◆ **To be done**
Extract the final stretch of the data: the line that contains "Practice. For this step, pick out the distant" and every line after it, unaltered, and no other lines.

************

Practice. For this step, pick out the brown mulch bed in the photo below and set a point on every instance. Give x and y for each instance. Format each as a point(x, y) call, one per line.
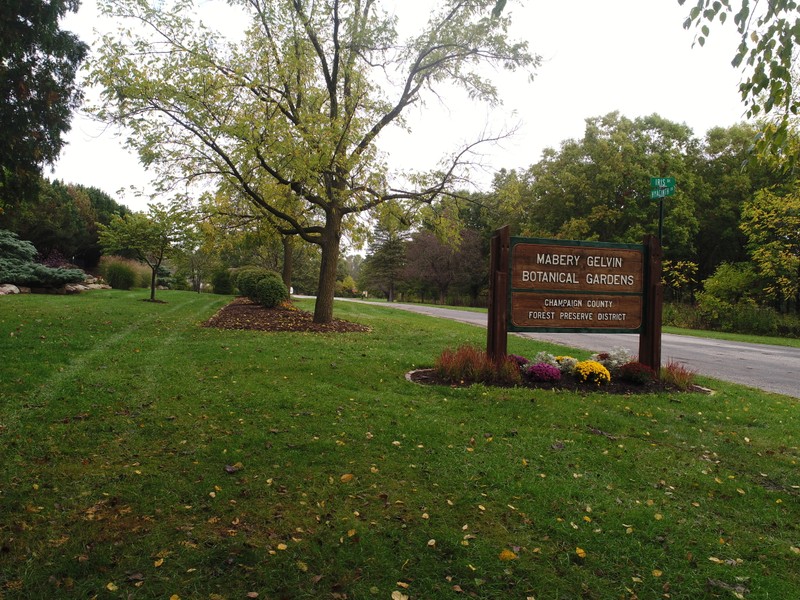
point(429, 377)
point(245, 314)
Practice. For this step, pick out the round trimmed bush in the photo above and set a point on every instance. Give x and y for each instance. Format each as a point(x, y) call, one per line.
point(248, 277)
point(120, 276)
point(222, 281)
point(269, 291)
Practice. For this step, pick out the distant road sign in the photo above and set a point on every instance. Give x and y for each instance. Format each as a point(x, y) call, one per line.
point(662, 182)
point(661, 187)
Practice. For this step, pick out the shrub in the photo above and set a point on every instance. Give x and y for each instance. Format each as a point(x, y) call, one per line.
point(674, 373)
point(542, 372)
point(636, 372)
point(248, 277)
point(566, 364)
point(120, 276)
point(269, 291)
point(591, 371)
point(470, 364)
point(222, 281)
point(17, 266)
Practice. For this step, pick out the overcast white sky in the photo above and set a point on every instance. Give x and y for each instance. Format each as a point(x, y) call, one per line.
point(599, 56)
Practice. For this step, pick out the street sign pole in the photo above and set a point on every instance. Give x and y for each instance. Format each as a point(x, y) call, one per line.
point(661, 187)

************

◆ **Expected output**
Practice. For this step, pick out the distant road sign in the photo above and set a point on every instance. Give x and y for each instance. Format each as a point(x, y) call, one per line.
point(662, 182)
point(661, 187)
Practice. For this step, pick out the shrub in the photo above and set a point on every instance. Give x and y for each instance. Format each as a point(x, y) call, one per line.
point(674, 373)
point(542, 372)
point(636, 372)
point(248, 277)
point(566, 364)
point(120, 276)
point(269, 291)
point(591, 371)
point(470, 364)
point(222, 281)
point(17, 266)
Practice. For this step, pick out the overcast white sky in the photo above and set a point on every instance. Give x and y for each instance. Format each as a point(x, y) call, one per line.
point(599, 56)
Practice. For this step, pick out the street sign pole in the photo above and set a point on every instance. Give x and y for each instance. Format each as a point(x, y) call, one per line.
point(661, 187)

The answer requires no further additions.